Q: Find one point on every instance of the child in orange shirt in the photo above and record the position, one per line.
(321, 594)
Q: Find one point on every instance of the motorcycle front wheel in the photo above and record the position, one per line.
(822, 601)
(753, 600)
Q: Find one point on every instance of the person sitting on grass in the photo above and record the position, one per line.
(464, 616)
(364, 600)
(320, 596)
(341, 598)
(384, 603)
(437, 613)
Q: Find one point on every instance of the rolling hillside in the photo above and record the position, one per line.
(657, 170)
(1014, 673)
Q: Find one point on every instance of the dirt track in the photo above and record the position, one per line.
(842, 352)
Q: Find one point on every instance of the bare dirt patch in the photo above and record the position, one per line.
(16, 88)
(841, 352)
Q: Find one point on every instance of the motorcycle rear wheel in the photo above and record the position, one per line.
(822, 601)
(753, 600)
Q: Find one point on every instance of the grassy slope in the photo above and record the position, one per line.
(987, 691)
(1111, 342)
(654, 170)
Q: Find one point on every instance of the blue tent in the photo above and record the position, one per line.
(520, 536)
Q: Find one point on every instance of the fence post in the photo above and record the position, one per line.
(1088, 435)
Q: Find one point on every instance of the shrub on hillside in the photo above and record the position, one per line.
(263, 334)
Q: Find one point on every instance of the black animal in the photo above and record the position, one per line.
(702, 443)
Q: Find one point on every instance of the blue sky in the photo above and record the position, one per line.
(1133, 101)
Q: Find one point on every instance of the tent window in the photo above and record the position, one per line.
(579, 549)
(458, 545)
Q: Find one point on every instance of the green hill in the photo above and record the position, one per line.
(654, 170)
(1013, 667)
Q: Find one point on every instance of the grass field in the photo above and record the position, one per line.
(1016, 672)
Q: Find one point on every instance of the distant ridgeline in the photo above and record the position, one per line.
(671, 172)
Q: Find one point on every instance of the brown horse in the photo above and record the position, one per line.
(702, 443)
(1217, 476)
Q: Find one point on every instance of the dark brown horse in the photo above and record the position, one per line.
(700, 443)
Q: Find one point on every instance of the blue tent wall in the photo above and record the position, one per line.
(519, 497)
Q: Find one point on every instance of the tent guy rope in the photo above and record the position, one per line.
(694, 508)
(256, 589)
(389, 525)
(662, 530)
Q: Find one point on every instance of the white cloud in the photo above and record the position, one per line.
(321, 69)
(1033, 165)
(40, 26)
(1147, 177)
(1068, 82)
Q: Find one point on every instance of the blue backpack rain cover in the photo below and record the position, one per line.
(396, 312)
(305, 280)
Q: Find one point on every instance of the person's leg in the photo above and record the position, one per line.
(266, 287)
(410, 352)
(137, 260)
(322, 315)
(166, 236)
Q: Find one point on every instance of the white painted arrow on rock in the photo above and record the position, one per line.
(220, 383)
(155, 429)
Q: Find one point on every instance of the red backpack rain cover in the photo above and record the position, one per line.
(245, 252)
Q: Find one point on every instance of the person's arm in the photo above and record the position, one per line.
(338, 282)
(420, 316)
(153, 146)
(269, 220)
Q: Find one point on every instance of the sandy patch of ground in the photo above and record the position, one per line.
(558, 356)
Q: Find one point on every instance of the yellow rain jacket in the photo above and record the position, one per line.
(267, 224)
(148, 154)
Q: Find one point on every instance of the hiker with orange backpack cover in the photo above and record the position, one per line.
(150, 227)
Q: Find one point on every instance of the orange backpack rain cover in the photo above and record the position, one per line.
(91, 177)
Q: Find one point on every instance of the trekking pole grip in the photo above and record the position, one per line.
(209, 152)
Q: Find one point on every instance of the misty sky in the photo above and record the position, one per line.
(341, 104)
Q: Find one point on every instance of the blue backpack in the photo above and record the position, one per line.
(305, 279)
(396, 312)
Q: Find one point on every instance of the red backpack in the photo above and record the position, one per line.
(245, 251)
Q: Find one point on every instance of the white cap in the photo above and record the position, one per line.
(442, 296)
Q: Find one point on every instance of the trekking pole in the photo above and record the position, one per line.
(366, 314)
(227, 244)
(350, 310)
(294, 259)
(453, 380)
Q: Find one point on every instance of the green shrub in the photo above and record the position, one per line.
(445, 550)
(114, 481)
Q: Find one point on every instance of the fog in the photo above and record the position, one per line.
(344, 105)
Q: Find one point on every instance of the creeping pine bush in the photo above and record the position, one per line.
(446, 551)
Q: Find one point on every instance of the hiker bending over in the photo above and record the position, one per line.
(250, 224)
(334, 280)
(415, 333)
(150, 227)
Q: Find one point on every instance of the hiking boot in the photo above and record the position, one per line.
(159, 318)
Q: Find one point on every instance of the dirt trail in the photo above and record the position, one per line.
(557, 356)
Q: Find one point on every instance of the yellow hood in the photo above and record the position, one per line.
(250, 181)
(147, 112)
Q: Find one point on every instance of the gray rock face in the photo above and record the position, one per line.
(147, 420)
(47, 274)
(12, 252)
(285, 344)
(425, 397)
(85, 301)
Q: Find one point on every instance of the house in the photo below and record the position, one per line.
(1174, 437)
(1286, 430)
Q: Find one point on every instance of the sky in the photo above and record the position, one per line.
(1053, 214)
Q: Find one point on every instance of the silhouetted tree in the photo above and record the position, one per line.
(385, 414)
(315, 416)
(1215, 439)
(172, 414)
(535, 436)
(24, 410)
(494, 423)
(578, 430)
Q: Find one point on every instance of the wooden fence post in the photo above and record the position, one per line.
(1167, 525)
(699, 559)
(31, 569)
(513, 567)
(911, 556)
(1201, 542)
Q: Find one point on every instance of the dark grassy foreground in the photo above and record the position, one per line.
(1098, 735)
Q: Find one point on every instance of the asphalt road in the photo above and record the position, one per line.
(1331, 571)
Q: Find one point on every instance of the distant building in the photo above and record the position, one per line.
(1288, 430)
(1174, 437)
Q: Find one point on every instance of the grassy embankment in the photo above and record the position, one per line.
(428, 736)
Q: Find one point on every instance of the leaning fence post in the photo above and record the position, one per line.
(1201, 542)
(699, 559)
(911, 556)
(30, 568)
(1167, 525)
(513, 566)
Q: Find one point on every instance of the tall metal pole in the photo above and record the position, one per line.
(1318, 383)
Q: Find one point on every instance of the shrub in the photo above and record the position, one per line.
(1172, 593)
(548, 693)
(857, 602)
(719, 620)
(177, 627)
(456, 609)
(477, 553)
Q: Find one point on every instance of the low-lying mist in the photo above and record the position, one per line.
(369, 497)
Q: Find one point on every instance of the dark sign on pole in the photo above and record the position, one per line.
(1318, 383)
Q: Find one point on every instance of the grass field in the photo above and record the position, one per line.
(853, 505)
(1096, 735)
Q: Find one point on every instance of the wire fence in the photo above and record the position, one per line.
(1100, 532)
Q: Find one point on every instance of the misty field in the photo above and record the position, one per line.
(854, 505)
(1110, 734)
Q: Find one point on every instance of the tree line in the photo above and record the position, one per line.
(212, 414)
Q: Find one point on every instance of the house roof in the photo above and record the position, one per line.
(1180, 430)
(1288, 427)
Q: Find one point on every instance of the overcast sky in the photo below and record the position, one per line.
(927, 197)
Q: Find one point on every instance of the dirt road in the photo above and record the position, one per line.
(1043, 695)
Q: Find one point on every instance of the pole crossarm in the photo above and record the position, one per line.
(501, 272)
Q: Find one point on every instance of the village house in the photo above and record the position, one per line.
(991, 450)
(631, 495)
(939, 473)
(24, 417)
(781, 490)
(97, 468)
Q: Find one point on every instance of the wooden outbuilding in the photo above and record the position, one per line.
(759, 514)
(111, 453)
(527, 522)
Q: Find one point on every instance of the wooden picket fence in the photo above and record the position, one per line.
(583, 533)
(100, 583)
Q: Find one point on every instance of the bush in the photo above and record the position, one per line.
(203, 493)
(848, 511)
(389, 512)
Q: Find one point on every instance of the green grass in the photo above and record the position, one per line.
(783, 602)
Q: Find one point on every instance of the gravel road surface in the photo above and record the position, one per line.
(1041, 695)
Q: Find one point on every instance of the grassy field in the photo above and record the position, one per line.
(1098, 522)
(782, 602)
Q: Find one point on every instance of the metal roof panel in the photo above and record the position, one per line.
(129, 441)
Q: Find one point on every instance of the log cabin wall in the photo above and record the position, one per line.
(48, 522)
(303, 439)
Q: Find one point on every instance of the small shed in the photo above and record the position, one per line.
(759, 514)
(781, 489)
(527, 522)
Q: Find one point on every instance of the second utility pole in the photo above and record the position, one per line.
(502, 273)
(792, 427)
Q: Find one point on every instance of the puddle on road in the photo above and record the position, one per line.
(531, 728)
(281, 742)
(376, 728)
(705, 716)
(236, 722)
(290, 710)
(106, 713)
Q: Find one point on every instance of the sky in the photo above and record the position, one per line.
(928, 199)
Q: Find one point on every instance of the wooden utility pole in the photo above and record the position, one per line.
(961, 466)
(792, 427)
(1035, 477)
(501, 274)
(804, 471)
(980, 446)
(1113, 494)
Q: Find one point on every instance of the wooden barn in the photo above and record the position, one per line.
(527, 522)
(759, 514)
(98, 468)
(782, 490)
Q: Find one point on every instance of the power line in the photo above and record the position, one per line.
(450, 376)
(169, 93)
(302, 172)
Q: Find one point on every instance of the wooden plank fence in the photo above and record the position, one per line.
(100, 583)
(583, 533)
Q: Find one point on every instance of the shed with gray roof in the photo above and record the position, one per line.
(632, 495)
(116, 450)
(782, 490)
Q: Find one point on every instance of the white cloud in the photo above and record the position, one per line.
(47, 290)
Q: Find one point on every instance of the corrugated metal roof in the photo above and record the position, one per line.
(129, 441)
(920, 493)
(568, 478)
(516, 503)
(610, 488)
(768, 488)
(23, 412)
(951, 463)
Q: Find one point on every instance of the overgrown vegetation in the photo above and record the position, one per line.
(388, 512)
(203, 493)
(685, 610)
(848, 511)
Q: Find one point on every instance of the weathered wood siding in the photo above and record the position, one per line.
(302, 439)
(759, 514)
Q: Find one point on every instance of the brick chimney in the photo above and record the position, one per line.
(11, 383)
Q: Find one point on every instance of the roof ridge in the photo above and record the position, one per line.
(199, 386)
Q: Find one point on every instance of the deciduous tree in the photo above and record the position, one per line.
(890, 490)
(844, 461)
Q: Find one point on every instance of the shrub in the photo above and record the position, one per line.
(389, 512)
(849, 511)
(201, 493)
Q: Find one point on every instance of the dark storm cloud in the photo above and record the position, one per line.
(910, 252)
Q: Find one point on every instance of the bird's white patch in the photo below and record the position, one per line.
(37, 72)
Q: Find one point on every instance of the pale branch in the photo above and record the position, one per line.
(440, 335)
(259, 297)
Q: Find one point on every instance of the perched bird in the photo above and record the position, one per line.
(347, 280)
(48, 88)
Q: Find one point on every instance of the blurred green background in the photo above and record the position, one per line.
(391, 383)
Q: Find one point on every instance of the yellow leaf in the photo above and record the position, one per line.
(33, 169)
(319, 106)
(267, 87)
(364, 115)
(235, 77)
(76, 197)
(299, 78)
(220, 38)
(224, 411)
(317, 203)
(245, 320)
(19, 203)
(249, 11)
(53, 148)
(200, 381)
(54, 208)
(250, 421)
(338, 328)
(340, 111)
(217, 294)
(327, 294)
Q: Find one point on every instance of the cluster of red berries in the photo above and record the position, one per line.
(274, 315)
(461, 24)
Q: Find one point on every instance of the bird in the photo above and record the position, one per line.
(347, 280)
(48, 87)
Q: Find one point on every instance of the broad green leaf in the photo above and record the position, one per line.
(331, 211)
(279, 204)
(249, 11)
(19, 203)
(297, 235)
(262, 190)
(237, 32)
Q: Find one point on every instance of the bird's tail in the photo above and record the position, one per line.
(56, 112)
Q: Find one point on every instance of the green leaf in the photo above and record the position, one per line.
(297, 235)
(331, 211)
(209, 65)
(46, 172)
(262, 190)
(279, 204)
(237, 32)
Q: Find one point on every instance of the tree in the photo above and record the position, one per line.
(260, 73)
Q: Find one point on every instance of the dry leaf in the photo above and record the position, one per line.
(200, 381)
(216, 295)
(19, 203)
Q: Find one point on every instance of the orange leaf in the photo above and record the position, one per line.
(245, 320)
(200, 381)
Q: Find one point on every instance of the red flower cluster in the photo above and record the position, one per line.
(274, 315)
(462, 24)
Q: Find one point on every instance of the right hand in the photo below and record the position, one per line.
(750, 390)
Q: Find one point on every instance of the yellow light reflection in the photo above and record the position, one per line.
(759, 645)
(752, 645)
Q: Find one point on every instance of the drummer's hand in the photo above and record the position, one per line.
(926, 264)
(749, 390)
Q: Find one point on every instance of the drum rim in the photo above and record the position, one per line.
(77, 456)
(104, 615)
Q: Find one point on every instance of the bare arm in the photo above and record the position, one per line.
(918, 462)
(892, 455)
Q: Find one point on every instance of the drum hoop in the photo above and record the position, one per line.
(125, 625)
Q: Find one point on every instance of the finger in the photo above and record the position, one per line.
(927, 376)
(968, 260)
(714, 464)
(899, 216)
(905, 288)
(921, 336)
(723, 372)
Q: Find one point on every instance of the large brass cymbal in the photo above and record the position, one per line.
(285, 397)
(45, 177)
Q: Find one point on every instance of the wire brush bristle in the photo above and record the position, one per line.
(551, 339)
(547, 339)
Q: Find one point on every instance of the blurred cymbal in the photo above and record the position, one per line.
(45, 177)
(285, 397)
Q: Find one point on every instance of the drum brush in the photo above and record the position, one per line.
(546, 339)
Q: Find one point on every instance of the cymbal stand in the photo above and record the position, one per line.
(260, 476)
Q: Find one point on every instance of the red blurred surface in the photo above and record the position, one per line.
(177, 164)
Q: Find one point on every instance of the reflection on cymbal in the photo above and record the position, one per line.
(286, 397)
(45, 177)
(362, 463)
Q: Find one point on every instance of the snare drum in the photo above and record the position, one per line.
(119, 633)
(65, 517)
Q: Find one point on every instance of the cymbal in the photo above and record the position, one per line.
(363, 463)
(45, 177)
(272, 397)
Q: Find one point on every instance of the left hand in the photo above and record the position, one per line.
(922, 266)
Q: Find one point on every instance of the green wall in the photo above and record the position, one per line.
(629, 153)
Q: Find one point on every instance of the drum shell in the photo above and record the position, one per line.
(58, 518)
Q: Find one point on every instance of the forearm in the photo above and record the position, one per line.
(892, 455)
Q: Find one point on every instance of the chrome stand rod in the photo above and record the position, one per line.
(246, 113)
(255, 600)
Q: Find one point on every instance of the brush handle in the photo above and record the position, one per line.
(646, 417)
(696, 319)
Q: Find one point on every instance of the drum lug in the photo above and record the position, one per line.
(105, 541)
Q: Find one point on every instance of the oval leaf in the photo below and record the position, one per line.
■ ■ ■ ■ ■ ■ ■
● **EXERCISE BRIEF**
Can you repeat the entries verbatim, from the line containing "Q: Find one point on every instance of the fog" through the line containing "(1286, 430)"?

● **FULL RESPONSE**
Q: Find one point on every instance of the fog in the photo above and record the position, one per line.
(344, 105)
Q: Find one point on every instance of the creeping pine bush in the photo above and record the position, one per line.
(446, 551)
Q: Find one point on every instance of the hiker bending over in the photo above and record the position, one per line.
(250, 224)
(334, 280)
(415, 333)
(150, 227)
Q: Find one point on every instance of the hiking boot in the photo above and record the position, one per line.
(159, 318)
Q: Find one point on every instance of the dirt trail in the photo above and record the position, one per line.
(557, 356)
Q: Find one point on every instance of the yellow hood in the photo above and record the position, one per line.
(250, 181)
(147, 112)
Q: Find one point on every instance of the gray rock face in the photo above and record the position, one per line.
(147, 420)
(47, 274)
(12, 252)
(285, 344)
(425, 397)
(85, 301)
Q: Find one point on every instance of the house in the photo below and record the position, one per line.
(1174, 437)
(1286, 430)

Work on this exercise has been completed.